=== YOUR GOAL ===
Your output must be the line containing "Sample — (451,159)" followed by every later line in the entries below, all copied exactly.

[Excerpts from a dataset]

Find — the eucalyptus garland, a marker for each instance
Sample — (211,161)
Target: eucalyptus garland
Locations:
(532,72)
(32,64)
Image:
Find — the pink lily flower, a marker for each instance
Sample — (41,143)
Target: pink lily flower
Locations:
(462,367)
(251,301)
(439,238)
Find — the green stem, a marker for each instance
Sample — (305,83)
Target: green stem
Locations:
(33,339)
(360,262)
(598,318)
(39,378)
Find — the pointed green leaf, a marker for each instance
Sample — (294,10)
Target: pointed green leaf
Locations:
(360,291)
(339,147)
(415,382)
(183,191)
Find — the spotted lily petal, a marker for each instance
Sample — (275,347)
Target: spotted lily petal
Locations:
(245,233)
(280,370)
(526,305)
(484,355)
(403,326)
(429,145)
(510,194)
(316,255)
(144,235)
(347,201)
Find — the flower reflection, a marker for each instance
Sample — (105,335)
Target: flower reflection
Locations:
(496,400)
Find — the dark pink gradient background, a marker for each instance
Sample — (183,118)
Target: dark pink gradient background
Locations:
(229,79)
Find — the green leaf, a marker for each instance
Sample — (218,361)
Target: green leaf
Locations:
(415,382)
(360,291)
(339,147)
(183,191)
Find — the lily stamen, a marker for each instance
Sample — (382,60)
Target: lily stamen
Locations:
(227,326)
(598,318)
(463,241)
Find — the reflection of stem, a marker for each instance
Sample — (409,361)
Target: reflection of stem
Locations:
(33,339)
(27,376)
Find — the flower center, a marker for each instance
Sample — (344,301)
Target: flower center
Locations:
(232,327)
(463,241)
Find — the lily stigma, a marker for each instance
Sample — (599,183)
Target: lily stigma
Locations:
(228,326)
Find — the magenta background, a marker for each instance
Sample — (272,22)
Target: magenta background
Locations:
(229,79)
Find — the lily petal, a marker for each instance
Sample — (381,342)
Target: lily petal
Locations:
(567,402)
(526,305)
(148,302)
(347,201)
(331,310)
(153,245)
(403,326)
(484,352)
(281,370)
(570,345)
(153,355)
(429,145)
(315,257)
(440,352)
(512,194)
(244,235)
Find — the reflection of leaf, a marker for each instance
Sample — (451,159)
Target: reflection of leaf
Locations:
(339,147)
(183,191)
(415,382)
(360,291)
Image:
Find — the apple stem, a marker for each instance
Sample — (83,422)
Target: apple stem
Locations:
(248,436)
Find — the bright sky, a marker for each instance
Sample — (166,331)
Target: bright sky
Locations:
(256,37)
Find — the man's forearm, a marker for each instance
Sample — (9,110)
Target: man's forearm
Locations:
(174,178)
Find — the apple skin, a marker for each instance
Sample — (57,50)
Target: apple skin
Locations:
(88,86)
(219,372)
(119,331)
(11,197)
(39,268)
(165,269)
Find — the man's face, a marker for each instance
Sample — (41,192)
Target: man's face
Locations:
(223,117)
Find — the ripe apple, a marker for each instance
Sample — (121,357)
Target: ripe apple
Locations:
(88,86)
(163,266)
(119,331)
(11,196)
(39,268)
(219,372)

=== TASK ANSWER ===
Sample — (451,159)
Target: reflection of leaf
Locations:
(339,147)
(183,191)
(415,382)
(360,291)
Image:
Find — the apple stem, a marker for each instance
Sample — (83,422)
Target: apple stem
Locations:
(248,436)
Find — the bright sky, a marker for each instance
Sample — (166,331)
Target: bright sky
Locations:
(256,37)
Find — the man's forearm, a marker for each instance
Sample — (9,110)
Target: man's forearm
Locations:
(174,178)
Find — the apple skin, a marker for each instance
Sample — (57,50)
Target: apple skin
Locations:
(88,86)
(219,372)
(119,331)
(11,197)
(39,268)
(165,269)
Find — the man's face, a marker for each instance
Sample — (41,192)
Target: man's face
Locations:
(223,117)
Find — the ripe apple, a marker for each instance
Sample — (121,357)
Target: ripe apple
Locations:
(88,86)
(163,266)
(119,331)
(11,196)
(39,268)
(219,372)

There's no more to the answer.